Brano scelto ::

Quando c’era buongiorno…

In senso storico nella lingua italiana una colonia può essere considerata come una terra lontana nella quale un gruppo di cittadini si stabilisce per “abitarla, coltivarla, imporre regole e abitudini della madrepatria”, conservando con quest’ultima legami sia giuridici che economici. Come fa notare Alberto Alpozzi nell’idioma d’oltremanica il termine viene ridotto a “paese controllato da un altro più potente”, mentre per i francesi trattasi semplicemente di “territorio occupato e amministrato al di fuori dei confini nazionali”. Importanti differenze semantiche che – con ogni evidenza – hanno avuto il loro differente riscontro nella realtà del percorso storico. Come recita un detto eritreo: “quando c’era buongiorno si mangiava tutto il giorno, da quando c’è thank you non si mangia più”.

Impronte ancora tangibili

C’è chi ha costruito e civilizzato e chi – al contrario – ha agito in maniera diversa. Ad Asmara, ad esempio, tra edifici ed infrastrutture l’impronta italiana è ancora tangibile. Tanto che nel 2017 le Nazioni Unite l’hanno dichiarata patrimonio dell’umanità proprio grazie al nostro operato, definito “un esempio eccezionale di modernismo”. A proposito della capitale: qui le strade “italiane”, insieme alla particolare conformazione geografica, hanno fatto le fortune del ciclismo eritreo, un unicum nel continente nero (con l’eccezione particolare del Sudafrica).

L’Eritrea e il ciclismo: una storia coloniale

“Noi eritrei ereditiamo la passione dalla dominazione coloniale italiana” ha confermato un paio di anni fa Biniam Girmay, maglia verde dell’ultimo Tour de France. “Fossi un calciatore non sarei così popolare”, sempre per dirla con il corridore classe 2000 che gli appassionati ricorderanno per il singolare ritiro dal Giro del 2022 (nei festeggiamenti post vittoria di tappa si colpì l’occhio sinistro con il tappo dello spumante). 

Al ritorno dall’Esagono – dove ha partecipato anche ai giochi a cinque cerchi – è stato accolto in patria come un vero eroe nazionale, dimostrazione di come il ciclismo rappresenti una tradizione davvero ben radicata. Nel 2015 i tifosi, intervistati dalla Gazzetta dello Sport, hanno paragonato la disciplina ad una religione. Un po’ come il calcio in Brasile per intenderci.

Le prime biciclette sono arrivate dall’Italia liberale, con il fascismo iniziarono le gare agonistiche. Primi africani a partecipare alle Olimpiadi di categoria – negli anni ‘60, ma per ovvie ragioni nelle file etiopi – i ciclisti di questa parte del Corno possono allenarsi sfruttando “qualche” vantaggio naturale: poco deserto, tanta montagna, importanti pendenze e clima secco. Daniel Teklehaimanot ha ringraziato pubblicamente l’Italia per aver portato in Eritrea il ciclismo. Anche il ciclismo, aggiungiamo noi che non ci occupiamo solo di sport.

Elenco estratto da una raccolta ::
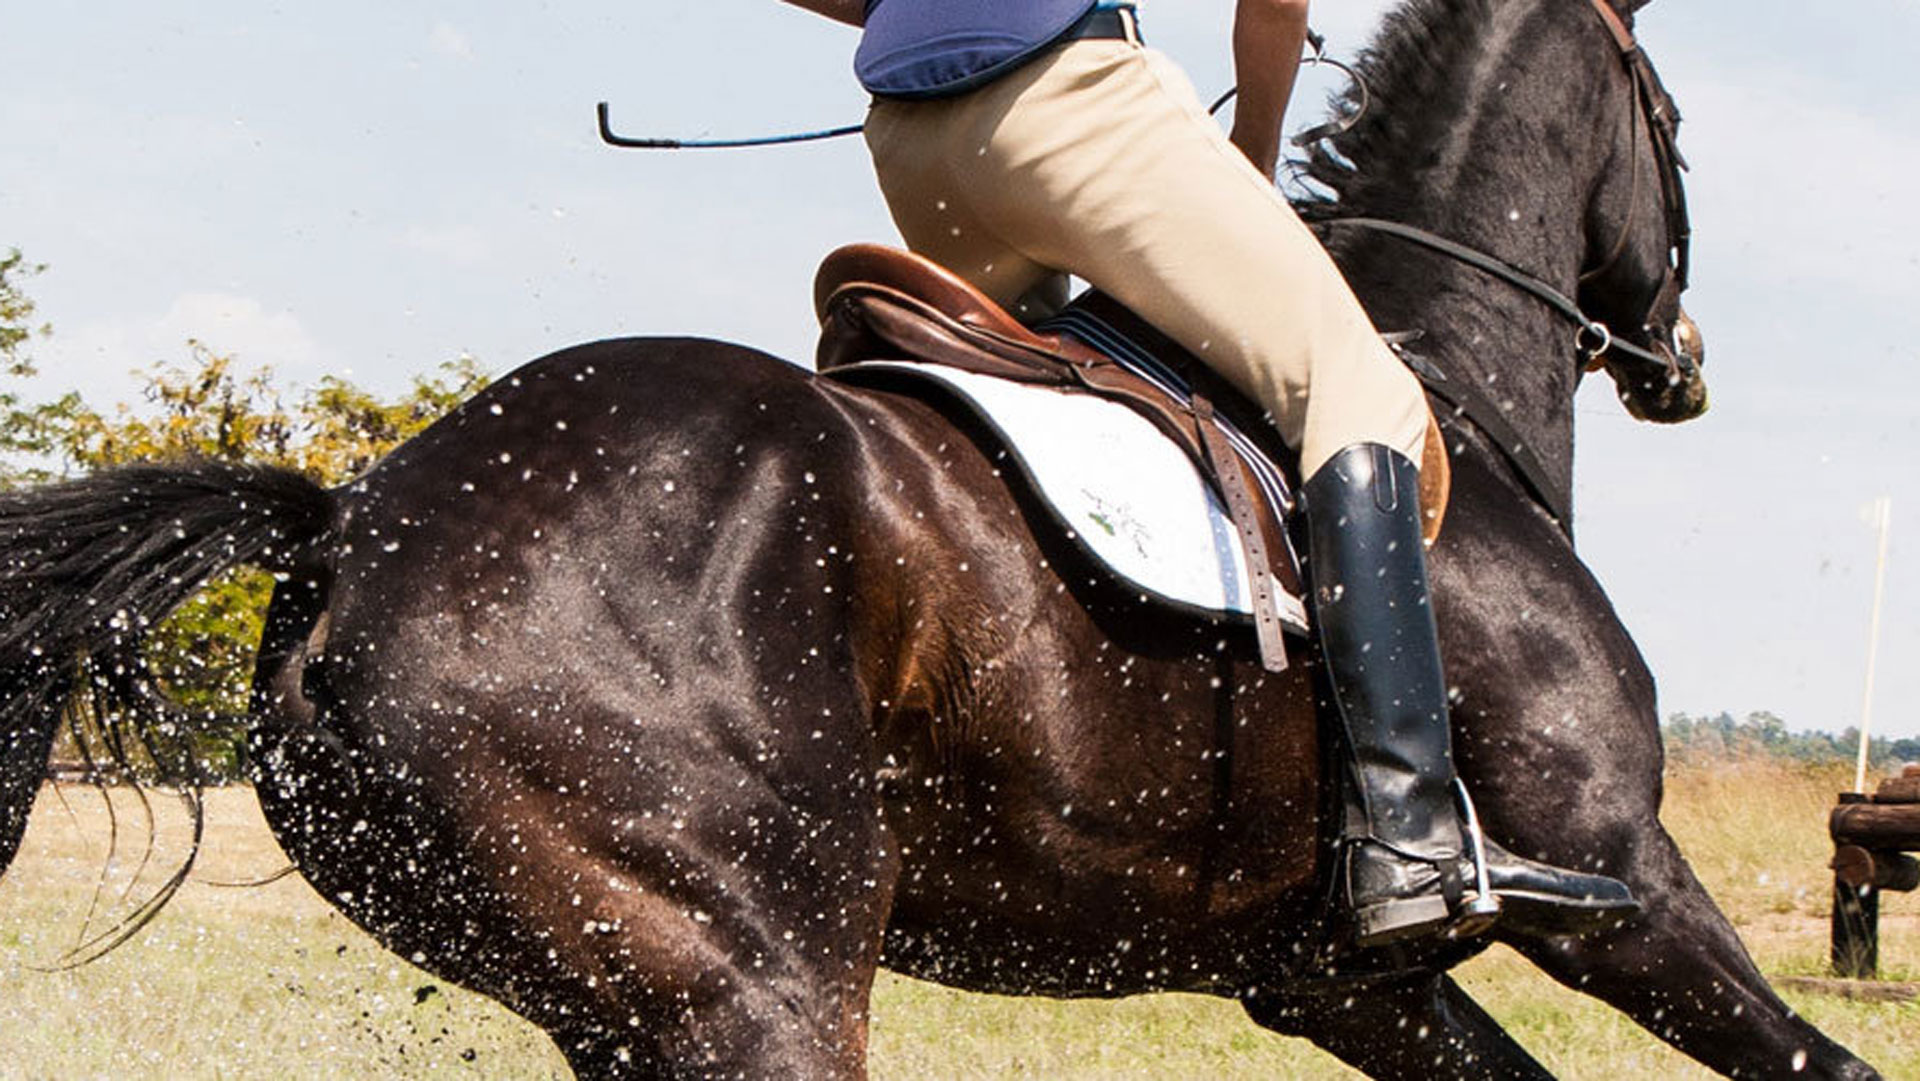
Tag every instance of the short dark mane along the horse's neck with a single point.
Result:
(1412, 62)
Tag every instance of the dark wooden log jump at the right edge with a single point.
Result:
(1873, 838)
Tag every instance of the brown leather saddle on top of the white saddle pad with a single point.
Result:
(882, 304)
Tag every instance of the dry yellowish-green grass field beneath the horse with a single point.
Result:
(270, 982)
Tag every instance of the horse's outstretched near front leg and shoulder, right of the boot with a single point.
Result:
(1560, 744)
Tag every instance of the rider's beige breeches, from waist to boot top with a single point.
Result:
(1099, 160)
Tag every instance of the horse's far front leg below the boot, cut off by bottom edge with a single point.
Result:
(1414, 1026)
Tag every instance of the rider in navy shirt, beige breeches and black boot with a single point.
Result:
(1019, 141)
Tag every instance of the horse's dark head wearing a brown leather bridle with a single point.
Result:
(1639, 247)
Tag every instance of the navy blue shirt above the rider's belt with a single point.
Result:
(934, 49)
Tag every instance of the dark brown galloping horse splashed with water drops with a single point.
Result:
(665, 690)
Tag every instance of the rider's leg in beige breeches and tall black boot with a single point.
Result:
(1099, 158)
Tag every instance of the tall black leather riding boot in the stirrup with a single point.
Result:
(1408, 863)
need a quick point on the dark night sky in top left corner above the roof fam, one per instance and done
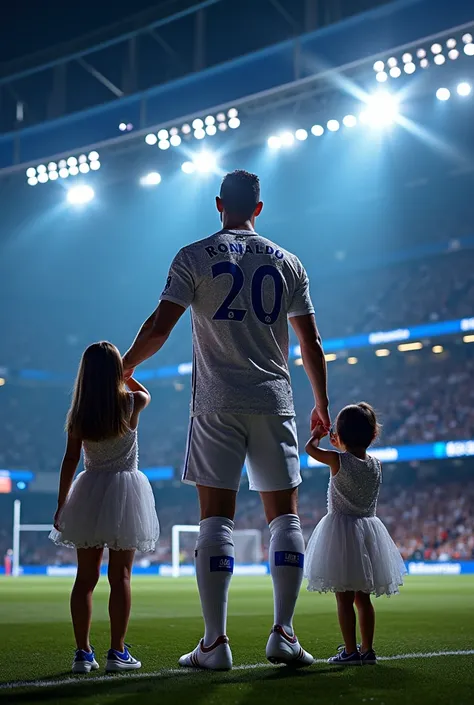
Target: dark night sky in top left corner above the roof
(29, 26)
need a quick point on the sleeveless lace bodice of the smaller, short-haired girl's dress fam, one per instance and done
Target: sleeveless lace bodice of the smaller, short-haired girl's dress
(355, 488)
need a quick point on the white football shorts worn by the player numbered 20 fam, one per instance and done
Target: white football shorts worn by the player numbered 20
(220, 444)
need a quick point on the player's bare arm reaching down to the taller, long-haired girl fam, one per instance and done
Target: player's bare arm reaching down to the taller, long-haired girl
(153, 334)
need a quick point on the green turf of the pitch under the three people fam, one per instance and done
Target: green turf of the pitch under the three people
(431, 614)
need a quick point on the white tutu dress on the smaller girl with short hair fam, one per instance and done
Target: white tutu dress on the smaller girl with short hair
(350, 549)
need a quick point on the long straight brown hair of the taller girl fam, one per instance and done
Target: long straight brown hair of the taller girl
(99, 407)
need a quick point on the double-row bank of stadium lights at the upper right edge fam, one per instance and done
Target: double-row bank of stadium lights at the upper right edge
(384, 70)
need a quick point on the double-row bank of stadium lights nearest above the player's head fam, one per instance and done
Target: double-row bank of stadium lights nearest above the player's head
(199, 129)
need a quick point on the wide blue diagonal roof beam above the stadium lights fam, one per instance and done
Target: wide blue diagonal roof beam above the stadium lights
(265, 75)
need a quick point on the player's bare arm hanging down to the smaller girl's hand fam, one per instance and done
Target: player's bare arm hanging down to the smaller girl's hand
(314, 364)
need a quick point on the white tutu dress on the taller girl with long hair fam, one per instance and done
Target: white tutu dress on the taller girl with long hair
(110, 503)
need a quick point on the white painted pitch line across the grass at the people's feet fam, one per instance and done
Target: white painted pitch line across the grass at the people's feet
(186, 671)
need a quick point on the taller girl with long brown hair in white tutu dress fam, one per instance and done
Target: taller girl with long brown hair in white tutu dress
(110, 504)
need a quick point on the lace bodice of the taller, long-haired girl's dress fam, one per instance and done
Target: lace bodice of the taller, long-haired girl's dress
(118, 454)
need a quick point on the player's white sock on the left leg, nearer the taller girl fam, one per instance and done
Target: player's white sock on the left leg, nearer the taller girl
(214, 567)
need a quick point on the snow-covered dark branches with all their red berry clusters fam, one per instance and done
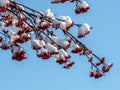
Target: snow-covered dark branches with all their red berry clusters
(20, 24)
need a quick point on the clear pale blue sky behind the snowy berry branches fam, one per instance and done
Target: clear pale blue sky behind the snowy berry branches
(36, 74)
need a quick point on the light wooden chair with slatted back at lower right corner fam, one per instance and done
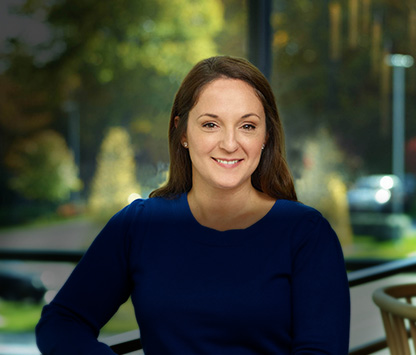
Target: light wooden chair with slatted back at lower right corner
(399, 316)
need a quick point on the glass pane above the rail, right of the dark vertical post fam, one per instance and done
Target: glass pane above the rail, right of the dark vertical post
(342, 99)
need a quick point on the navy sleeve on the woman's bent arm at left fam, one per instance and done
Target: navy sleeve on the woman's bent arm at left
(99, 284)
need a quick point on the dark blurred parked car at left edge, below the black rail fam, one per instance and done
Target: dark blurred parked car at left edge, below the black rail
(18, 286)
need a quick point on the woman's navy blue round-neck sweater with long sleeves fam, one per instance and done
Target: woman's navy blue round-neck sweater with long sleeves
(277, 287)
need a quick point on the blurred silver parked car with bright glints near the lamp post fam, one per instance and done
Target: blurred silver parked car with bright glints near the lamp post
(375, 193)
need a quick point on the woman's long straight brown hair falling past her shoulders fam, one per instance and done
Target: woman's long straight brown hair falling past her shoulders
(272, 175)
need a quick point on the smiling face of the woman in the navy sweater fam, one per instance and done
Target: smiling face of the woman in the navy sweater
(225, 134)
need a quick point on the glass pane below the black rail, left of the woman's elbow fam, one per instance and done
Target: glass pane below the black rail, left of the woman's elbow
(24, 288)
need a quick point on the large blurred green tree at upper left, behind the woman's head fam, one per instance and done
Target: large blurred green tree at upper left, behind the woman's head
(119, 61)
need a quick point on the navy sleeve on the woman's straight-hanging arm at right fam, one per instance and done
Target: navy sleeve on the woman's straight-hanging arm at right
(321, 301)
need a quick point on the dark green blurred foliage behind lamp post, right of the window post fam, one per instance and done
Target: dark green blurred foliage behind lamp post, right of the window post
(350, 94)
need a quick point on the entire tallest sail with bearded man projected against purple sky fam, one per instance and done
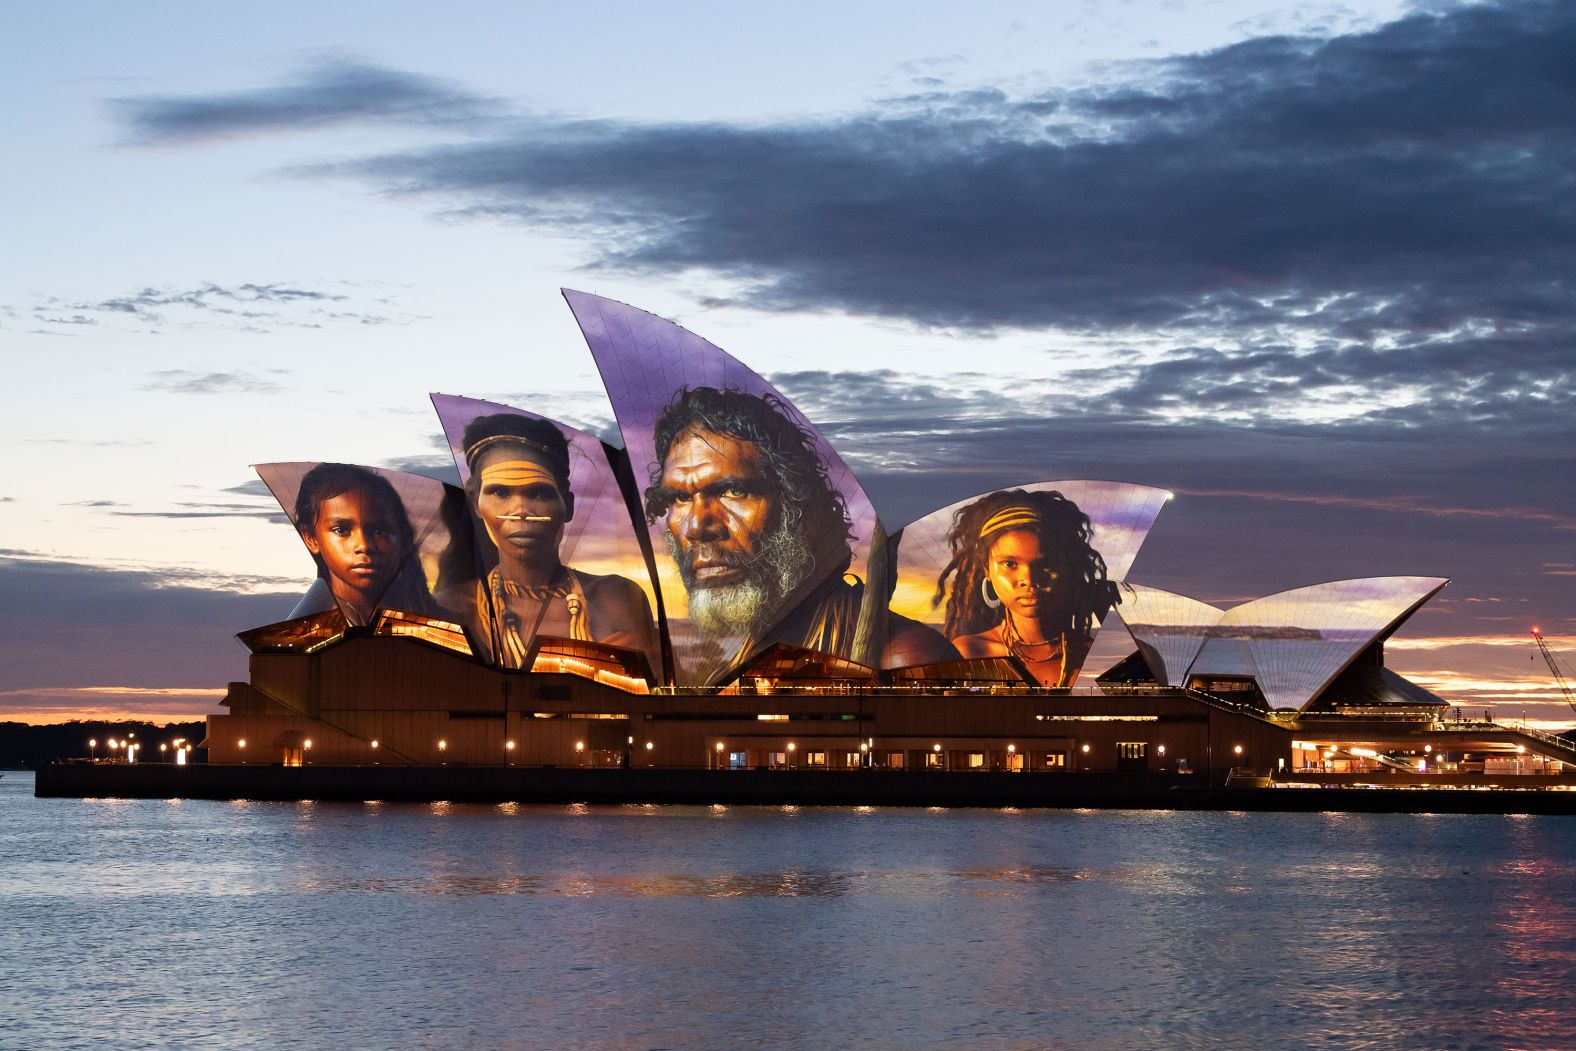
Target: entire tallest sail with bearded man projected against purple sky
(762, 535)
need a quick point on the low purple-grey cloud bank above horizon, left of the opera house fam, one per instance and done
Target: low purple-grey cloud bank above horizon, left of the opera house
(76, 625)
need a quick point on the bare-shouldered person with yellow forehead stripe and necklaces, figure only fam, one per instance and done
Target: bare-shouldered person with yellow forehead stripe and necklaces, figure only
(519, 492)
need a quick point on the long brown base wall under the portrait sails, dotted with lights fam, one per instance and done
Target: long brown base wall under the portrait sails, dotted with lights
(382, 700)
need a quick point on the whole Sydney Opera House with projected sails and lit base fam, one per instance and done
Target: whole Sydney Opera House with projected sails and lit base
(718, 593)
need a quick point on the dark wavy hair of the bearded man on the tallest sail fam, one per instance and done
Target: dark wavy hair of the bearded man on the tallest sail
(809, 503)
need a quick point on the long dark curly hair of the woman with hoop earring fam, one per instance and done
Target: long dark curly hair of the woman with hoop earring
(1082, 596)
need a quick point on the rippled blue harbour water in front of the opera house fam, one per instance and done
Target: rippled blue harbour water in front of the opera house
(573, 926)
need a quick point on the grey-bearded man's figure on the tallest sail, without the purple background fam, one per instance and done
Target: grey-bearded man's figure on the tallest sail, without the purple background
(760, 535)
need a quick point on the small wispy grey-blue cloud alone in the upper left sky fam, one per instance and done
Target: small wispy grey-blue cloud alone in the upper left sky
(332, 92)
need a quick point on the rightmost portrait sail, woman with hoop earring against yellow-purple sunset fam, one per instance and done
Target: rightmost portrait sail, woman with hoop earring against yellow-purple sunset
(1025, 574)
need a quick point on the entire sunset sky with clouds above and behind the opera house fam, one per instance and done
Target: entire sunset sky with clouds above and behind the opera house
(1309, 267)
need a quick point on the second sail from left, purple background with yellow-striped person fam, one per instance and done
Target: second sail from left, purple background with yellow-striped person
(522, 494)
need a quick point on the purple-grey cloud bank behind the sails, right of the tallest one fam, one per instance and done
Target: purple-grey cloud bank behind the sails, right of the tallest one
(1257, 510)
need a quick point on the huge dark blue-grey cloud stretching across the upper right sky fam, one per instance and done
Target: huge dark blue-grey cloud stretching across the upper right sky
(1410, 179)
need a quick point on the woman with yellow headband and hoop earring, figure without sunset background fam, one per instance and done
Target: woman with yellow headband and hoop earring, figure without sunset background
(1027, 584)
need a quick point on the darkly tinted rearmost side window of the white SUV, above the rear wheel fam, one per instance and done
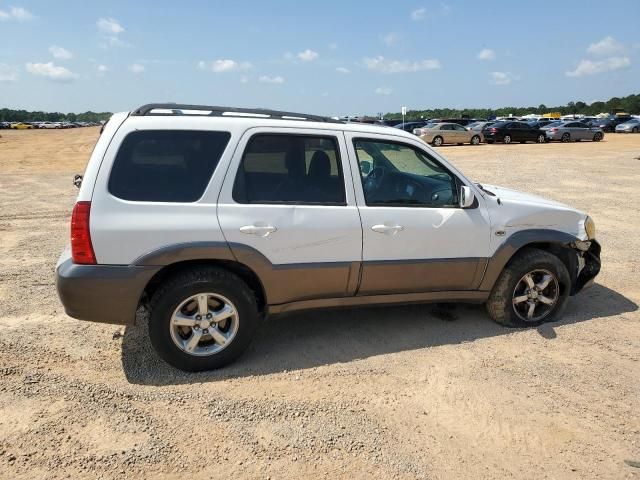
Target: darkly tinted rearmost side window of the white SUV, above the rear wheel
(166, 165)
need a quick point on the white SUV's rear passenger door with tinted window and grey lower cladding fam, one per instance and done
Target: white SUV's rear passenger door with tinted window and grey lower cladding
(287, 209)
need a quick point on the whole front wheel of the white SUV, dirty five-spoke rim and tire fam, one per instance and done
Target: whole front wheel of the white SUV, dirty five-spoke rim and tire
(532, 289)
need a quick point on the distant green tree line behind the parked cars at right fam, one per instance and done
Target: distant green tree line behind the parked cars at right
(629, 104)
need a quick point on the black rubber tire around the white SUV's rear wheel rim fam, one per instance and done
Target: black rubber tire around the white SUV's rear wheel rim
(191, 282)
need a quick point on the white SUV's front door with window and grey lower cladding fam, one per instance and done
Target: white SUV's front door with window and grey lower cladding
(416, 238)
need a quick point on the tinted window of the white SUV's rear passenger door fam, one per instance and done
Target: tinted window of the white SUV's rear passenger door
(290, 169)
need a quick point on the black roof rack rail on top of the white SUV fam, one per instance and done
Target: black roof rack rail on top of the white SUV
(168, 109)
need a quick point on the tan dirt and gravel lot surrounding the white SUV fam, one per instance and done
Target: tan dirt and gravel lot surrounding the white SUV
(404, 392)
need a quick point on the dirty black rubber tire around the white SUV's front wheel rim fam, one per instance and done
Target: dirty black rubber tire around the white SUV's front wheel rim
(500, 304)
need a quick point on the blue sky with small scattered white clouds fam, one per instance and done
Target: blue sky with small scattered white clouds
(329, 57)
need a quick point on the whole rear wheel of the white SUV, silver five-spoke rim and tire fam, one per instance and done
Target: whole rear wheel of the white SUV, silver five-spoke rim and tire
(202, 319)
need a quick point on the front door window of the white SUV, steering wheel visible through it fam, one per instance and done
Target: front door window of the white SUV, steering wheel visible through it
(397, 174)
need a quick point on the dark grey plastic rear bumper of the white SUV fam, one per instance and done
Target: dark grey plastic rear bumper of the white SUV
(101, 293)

Esercizi ::
1) Secondo il brano sul ciclismo eritreo, in quale anno le Nazioni Unite hanno dichiarato Asmara patrimonio dell'umanità?
2) Nel passo del brano sul ciclismo eritreo che comincia con "L’Eritrea e il" e termina con "Brasile per intenderci.", sostituisca "eroe nazionale" con "campione amatissimo" e trascriva il passo così modificato.

Soluzioni ::
1) Nel 2017.

2)
L’Eritrea e il ciclismo: una storia coloniale

“Noi eritrei ereditiamo la passione dalla dominazione coloniale italiana” ha confermato un paio di anni fa Biniam Girmay, maglia verde dell’ultimo Tour de France. “Fossi un calciatore non sarei così popolare”, sempre per dirla con il corridore classe 2000 che gli appassionati ricorderanno per il singolare ritiro dal Giro del 2022 (nei festeggiamenti post vittoria di tappa si colpì l’occhio sinistro con il tappo dello spumante). 

Al ritorno dall’Esagono – dove ha partecipato anche ai giochi a cinque cerchi – è stato accolto in patria come un vero campione amatissimo, dimostrazione di come il ciclismo rappresenti una tradizione davvero ben radicata. Nel 2015 i tifosi, intervistati dalla Gazzetta dello Sport, hanno paragonato la disciplina ad una religione. Un po’ come il calcio in Brasile per intenderci.